# Hand held power planer



## carpenter1 (Jul 5, 2010)

I know I need a planer but I don't have alot of $$$$ like that. So I saw a hand held power planer and I'm looking for the pros and cons of using one. In fact I never really use a Jack Plane :blink:. Block Plane yes. So  !!!!!!


----------



## Kenbo (Sep 16, 2008)

I had one given to me years ago and this is what I have found. For starters, they make one heck of a mess. They blow the "chips" and dust everywhere, with or without the dustbag. Secondly, there is a lot of room for human error and being that the machine takes material away at a faster rate than a hand plane, you don't get much of a chance to correct it. What I mean by that is that I have found them to plane off square due to uneven control of the planer. Another point is that they are extremely noisy. Decibel level through the roof!!! You say that you need a planer. If it is a surface planer that you are looking for, forget it. A hand held planer will not do it for you unless the results that you desire are grooves and uneven board surfaces. Personally, I am not a fan of them. Save your money and get a good surface planer down the road if that is what you are looking for. If you are just looking for a regular plane, a high quality hand plane will do a better job than any power hand held. That is only my opinion.
Ken


----------



## cabinetman (Jul 5, 2007)

Kenbo said:


> I had one given to me years ago and this is what I have found. For starters, they make one heck of a mess. They blow the "chips" and dust everywhere, with or without the dustbag. Secondly, there is a lot of room for human error and being that the machine takes material away at a faster rate than a hand plane, you don't get much of a chance to correct it. What I mean by that is that I have found them to plane off square due to uneven control of the planer. Another point is that they are extremely noisy. Decibel level through the roof!!! You say that you need a planer. If it is a surface planer that you are looking for, forget it. A hand held planer will not do it for you unless the results that you desire are grooves and uneven board surfaces. Personally, I am not a fan of them. Save your money and get a good surface planer down the road if that is what you are looking for. If you are just looking for a regular plane, a high quality hand plane will do a better job than any power hand held. That is only my opinion.
> Ken



I agree with Ken. I have several and mainly use them for planing passage door edges. They take quite a bit of experience to become the "proper tool for the job". I will add that a properly honed handplane will replace a powerplane for most applications. I would not surface plane wood with a handheld powerplane.


----------



## woody woodturner (Jul 9, 2010)

i concur with all the boys noisy messy dont do what you want and look funny when you drop on the ground and it tries to run away:laughing::laughing::laughing:


----------



## bongodrummer (Oct 4, 2009)

_Your tasks_
**A)** Answer these from the thread about hand held power planers:
(i) Which plane does carpenter1 say they never really use?
(ii) What does cabinetman mainly use power planers for?
(iii) According to Kenbo, what results will a hand held planer give if used for surface planing?
**B)** Can you extend the thread about hand held power planers from its final line?

_Available data_
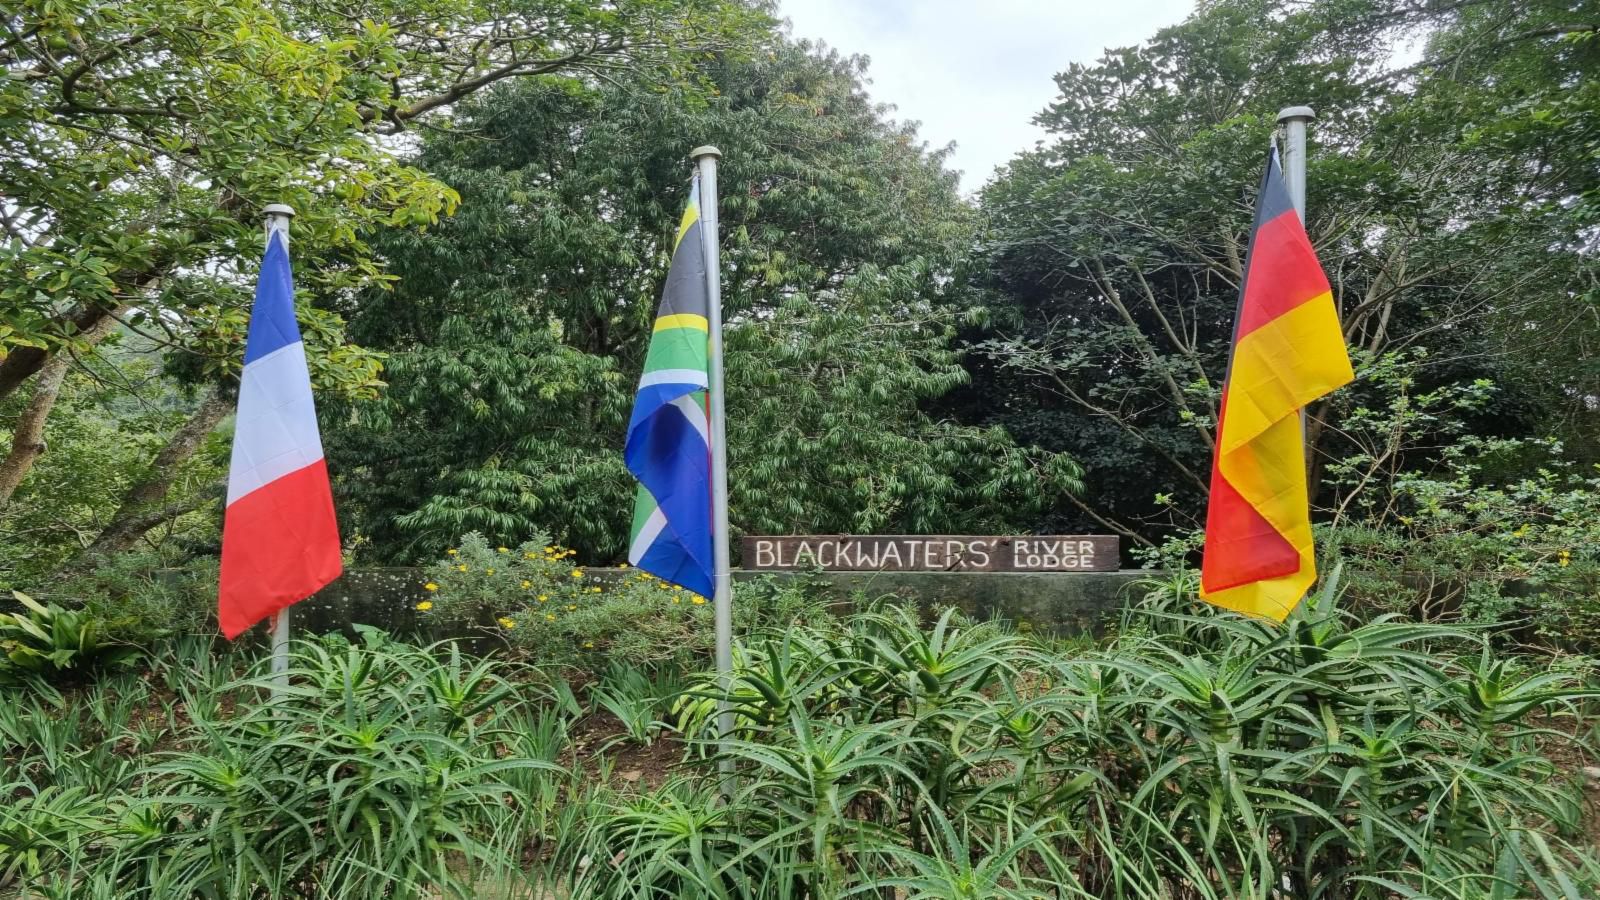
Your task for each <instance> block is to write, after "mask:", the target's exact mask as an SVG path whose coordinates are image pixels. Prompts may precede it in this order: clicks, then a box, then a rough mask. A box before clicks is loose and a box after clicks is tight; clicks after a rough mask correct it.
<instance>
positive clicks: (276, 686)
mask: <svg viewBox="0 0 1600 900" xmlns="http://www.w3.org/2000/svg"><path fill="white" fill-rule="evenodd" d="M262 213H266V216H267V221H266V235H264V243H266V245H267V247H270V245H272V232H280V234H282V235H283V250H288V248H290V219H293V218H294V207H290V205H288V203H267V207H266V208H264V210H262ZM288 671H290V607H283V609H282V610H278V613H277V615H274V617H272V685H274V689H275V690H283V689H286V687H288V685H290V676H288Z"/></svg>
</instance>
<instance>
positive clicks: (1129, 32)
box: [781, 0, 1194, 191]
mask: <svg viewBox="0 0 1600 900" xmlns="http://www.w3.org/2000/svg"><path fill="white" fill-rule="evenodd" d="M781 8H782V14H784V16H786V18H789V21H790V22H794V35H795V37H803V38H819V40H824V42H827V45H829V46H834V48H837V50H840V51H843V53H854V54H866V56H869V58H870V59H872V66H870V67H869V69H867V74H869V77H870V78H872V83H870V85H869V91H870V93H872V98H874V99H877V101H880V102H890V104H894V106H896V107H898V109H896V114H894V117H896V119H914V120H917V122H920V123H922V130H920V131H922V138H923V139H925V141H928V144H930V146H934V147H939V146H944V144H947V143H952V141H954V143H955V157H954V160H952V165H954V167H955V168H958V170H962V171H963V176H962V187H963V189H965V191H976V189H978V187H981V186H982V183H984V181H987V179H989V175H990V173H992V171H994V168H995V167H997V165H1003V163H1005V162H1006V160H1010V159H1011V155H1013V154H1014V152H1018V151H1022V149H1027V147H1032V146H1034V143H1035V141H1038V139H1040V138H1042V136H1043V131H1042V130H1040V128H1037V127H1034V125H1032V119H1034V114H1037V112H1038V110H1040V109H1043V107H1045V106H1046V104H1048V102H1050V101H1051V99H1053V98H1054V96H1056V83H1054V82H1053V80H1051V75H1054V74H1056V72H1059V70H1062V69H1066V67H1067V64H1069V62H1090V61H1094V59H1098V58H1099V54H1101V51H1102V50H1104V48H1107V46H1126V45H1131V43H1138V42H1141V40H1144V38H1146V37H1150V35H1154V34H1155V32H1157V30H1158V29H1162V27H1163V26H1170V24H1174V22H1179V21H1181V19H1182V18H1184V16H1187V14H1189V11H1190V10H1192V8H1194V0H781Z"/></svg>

_Answers provided_
**A)**
(i) A Jack Plane.
(ii) Planing passage door edges.
(iii) Grooves and uneven board surfaces.

**B)**
My two cents: 
Agreed about the surface plaining- your going to struggle to get the finish you want with it. Even when you have experience with it, it is soo easy to make big groves in the wood. 
That said, if you are planing something less than 82mm (their average width) then they are pretty good). 

Don't even think about using one without a little vacuum dust extractor. Without one you will make a right mess, but with one they are actually really tidy. I got hold of a second hand Bosch 18V battery one. With new blades the finish is reasonable, and there is literally no mess with a shop vac attached :thumbsup: Because it is a battery one it runs a bit slower than a mains one (and also only has a max depth of cut of 1.5mm), but this also means that it is quite quiet (in comparison). 

If I was buying again I would save up for the festool - the spiral blade is suppose to reduce noise and vibration, will increase tool life and give a better finish. Also I have now needed to plane in deeper rebates than mine can handle so many times... 

So yeah, I actually quite like them for a lot of things...


----------



## JGlen (Jun 9, 2016)

Hello All,

My first post here. I was given a Craftsman Model # 315.17321 electric hand planer. It needed new blades and belt. I spent $ 50.00 and the blades and belt, only to discover I also need a "blade adjustment plate", which did not come with the planer. Sears Parts Direct states they are obsolete and no longer available. I've checked all over the web to find one, to no avail.
Is there any way to install the blades without this adjustment plate? Or did I just blow $ 50.00 for a paper weight!

Thanks!


----------



## shoot summ (Feb 21, 2014)

JGlen said:


> Hello All,
> 
> My first post here. I was given a Craftsman Model # 315.17321 electric hand planer. It needed new blades and belt. I spent $ 50.00 and the blades and belt, only to discover I also need a "blade adjustment plate", which did not come with the planer. Sears Parts Direct states they are obsolete and no longer available. I've checked all over the web to find one, to no avail.
> Is there any way to install the blades without this adjustment plate? Or did I just blow $ 50.00 for a paper weight!
> ...


Welcome, probably would have been better to start a new thread on this instead of adding it to a 6 year old thread that doesn't really pertain to your question.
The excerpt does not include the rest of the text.